- **EXTRACTED TEXT**
To that end I have been playing with some 5DSR images that have moire in clothing, and using the moire removal tool in Lightroom is amazingly good, so much so that I have changed my focus from the 5DS to the 5DSR.

I'd love people to post more images with moire in, but so far I haven't found many.


----------



## 9VIII (Sep 30, 2015)

wockawocka said:


> Dual 5DSr's here, 2000 frames per wedding and it's all I use now.



So, shooting weddings with the 5DSR, out of 2000 frames how many on average are going to have moire?


----------



## takesome1 (Sep 30, 2015)

9VIII said:


> wockawocka said:
> 
> 
> > Dual 5DSr's here, 2000 frames per wedding and it's all I use now.
> ...



If everyone is wearing pin striped suits and dresses maybe all 2000.


----------



## wockawocka (Sep 30, 2015)

- **EXTRACTED DATA**
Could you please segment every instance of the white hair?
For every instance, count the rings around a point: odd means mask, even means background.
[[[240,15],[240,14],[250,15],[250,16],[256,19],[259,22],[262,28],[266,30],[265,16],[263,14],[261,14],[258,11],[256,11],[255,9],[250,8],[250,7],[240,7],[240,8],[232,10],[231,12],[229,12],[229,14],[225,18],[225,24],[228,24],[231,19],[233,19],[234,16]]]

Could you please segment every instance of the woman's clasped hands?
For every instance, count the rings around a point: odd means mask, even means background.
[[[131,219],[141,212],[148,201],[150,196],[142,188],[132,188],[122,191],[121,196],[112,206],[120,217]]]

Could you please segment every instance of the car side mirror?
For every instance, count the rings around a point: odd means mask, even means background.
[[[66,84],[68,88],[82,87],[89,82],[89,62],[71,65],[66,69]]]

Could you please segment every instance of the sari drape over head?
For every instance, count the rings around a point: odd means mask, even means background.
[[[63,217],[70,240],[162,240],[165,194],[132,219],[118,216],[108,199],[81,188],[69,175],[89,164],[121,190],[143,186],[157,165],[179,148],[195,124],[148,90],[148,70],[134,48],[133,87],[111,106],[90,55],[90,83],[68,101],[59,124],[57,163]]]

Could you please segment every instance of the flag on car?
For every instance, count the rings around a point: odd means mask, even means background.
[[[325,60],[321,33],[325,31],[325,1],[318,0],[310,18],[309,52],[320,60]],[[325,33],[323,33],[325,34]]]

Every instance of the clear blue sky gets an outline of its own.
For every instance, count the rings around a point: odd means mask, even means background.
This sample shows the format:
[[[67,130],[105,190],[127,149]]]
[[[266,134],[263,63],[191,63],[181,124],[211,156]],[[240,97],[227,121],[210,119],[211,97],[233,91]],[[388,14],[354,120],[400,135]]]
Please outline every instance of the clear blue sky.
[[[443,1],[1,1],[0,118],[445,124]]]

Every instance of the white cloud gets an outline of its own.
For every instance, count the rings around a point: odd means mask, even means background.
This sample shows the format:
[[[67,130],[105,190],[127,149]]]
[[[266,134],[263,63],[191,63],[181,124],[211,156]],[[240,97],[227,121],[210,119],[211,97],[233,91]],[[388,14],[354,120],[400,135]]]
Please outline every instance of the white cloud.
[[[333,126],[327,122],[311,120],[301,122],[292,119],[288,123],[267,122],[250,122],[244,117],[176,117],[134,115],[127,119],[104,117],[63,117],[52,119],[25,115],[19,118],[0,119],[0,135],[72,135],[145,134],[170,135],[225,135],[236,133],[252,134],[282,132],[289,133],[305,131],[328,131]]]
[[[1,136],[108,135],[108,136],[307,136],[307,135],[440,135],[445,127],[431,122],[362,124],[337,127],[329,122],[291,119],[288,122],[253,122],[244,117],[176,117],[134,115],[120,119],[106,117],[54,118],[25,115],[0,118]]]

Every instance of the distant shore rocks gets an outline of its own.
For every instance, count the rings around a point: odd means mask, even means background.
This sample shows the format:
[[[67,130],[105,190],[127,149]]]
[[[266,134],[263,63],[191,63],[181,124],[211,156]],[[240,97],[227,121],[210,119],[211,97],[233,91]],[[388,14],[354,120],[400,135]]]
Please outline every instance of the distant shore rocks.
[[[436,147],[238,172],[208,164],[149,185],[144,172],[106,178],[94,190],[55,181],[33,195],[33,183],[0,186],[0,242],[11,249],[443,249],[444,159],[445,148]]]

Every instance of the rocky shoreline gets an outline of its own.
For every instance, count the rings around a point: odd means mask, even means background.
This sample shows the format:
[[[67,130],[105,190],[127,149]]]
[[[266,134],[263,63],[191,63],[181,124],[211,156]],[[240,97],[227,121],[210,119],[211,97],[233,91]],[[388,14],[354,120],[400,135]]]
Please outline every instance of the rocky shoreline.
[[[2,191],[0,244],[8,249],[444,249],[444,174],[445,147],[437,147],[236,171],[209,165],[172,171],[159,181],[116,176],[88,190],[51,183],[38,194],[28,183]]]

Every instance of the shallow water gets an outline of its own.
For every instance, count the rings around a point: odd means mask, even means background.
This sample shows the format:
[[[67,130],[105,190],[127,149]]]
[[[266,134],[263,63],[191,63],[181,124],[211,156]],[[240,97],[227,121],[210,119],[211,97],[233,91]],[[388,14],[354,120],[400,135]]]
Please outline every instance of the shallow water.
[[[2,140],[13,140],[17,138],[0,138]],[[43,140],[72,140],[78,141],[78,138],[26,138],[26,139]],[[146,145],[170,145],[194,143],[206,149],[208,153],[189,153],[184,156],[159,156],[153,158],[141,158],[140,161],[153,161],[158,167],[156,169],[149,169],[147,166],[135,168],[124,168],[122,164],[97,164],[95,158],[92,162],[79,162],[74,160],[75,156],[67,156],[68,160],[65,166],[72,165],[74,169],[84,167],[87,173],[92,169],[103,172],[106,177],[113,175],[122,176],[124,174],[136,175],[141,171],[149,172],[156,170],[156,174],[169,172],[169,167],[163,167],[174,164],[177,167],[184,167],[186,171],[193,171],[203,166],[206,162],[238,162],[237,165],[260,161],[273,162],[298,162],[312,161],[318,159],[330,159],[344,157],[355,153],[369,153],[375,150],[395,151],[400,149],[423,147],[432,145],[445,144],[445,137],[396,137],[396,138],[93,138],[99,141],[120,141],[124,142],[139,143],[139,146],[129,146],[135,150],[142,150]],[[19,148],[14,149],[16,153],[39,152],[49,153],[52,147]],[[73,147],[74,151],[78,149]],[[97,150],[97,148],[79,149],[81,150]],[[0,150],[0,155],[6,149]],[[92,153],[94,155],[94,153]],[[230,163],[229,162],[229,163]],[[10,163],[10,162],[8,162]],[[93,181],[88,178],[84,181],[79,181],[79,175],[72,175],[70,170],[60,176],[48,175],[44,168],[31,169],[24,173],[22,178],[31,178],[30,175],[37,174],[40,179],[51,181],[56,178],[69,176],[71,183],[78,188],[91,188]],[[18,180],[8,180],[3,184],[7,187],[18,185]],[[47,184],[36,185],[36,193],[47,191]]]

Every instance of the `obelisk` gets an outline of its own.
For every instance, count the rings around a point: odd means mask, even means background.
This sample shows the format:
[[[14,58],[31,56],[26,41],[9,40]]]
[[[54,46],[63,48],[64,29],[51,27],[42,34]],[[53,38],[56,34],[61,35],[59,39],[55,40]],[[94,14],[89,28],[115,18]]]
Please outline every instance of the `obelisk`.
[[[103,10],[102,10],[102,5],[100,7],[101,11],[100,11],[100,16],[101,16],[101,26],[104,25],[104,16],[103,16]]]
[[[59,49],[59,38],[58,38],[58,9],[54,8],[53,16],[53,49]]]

- **EXERCISE TASK**
Please say which tool the forum thread describes as amazingly good for removing moire. The listing has no connection to the forum thread.

- **THE SOLUTION**
The moire removal tool in Lightroom.